- Set exercise: Extract every line of the items below without changing a word, and leave the pictures out of your answer.

[Data items]
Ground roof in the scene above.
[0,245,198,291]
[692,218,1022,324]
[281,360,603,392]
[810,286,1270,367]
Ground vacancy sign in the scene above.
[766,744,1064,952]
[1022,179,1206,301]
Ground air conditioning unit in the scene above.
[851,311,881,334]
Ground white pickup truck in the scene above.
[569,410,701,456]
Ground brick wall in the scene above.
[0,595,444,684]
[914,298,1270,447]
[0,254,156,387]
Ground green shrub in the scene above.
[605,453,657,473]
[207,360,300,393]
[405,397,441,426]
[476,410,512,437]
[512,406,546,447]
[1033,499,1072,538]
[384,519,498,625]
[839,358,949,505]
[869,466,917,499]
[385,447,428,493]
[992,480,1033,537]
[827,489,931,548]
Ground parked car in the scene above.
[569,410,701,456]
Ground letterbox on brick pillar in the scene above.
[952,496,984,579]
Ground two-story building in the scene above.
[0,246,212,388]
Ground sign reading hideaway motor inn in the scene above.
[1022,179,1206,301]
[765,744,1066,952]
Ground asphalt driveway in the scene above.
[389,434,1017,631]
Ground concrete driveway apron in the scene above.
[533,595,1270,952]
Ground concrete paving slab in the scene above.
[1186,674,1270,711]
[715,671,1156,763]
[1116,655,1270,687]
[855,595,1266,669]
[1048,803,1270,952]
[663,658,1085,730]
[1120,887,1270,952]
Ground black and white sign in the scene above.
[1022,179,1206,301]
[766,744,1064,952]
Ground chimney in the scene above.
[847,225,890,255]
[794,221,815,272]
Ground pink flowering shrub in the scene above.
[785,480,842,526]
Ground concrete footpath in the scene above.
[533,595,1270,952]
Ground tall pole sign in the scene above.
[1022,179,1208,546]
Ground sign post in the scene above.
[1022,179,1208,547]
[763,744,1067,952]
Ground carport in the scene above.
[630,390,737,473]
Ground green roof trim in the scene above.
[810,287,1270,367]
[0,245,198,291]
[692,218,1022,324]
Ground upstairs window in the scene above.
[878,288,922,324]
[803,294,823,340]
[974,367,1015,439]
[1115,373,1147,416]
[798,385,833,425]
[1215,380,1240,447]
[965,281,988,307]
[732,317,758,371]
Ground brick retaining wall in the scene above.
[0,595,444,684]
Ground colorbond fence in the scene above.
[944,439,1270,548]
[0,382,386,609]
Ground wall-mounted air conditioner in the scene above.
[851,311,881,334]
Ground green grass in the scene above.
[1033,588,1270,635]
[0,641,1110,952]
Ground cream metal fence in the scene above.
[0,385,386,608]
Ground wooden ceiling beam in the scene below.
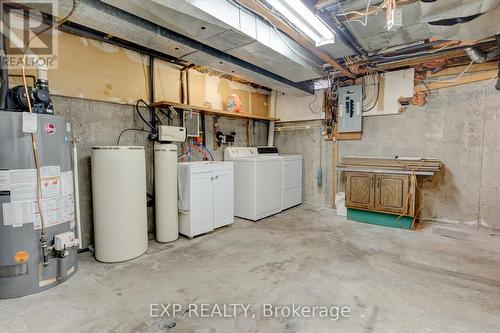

- Task output:
Ground roof in the scene above.
[0,245,198,291]
[692,218,1022,324]
[281,360,603,392]
[810,286,1270,367]
Ground vacancy sign in the scene above.
[766,744,1064,952]
[1022,179,1206,301]
Ground air conditioning unit in the scene above.
[851,311,881,334]
Ground white pickup truck in the scene above.
[569,410,701,456]
Ground brick wall in the scene above.
[0,595,444,684]
[914,298,1270,447]
[0,254,156,387]
Ground green shrub in the scene above.
[605,453,657,473]
[207,360,300,393]
[405,397,441,426]
[476,410,512,437]
[512,406,546,447]
[1033,499,1072,538]
[384,519,498,625]
[839,358,949,505]
[869,466,917,499]
[385,447,428,493]
[992,480,1033,537]
[827,489,931,548]
Ground parked car in the scene above.
[569,410,701,456]
Ground letterbox on brick pillar in the scene above.
[952,496,984,579]
Ground two-story building in the scene above.
[0,246,212,388]
Ground sign reading hideaway motor inn in the scene above.
[1022,179,1206,301]
[765,744,1066,952]
Ground asphalt driveway in the scene above.
[389,434,1017,631]
Ground concrete driveway apron in the scene above.
[533,595,1270,952]
Ground concrete paving slab in the scene above.
[1186,674,1270,711]
[715,671,1156,763]
[1116,655,1270,687]
[855,595,1266,669]
[1048,803,1270,952]
[663,658,1085,730]
[1120,887,1270,952]
Ground black and white sign in the scene above.
[1022,179,1206,301]
[766,744,1064,952]
Ground chimney in the scene above.
[847,225,890,255]
[794,221,815,272]
Ground pink flowering shrub in the scene above.
[785,480,842,526]
Ground concrete footpath in the scene above.
[533,595,1270,952]
Ground tall pole sign in the scene above.
[1022,179,1208,546]
Ground sign post in the scene above.
[1022,179,1208,547]
[763,744,1067,952]
Ground carport in the scene above.
[630,390,737,473]
Ground green roof trim in the scene above.
[810,287,1270,367]
[0,245,198,291]
[692,218,1022,324]
Ground upstairs window in the scene above.
[878,288,922,324]
[803,294,823,340]
[974,367,1015,439]
[1115,373,1147,416]
[798,385,833,425]
[1215,380,1240,447]
[965,281,988,307]
[732,317,758,371]
Ground brick retaining wall in the scene above.
[0,595,444,684]
Ground colorbond fence in the scene above.
[944,439,1270,548]
[0,382,386,609]
Ground wall-mounted air conditioner in the scene above.
[851,311,881,334]
Ground green grass in the scene above.
[1033,588,1270,635]
[0,641,1110,952]
Ground cream metal fence in the scene above.
[0,385,386,608]
Ground wooden ceiling beam in the scene below.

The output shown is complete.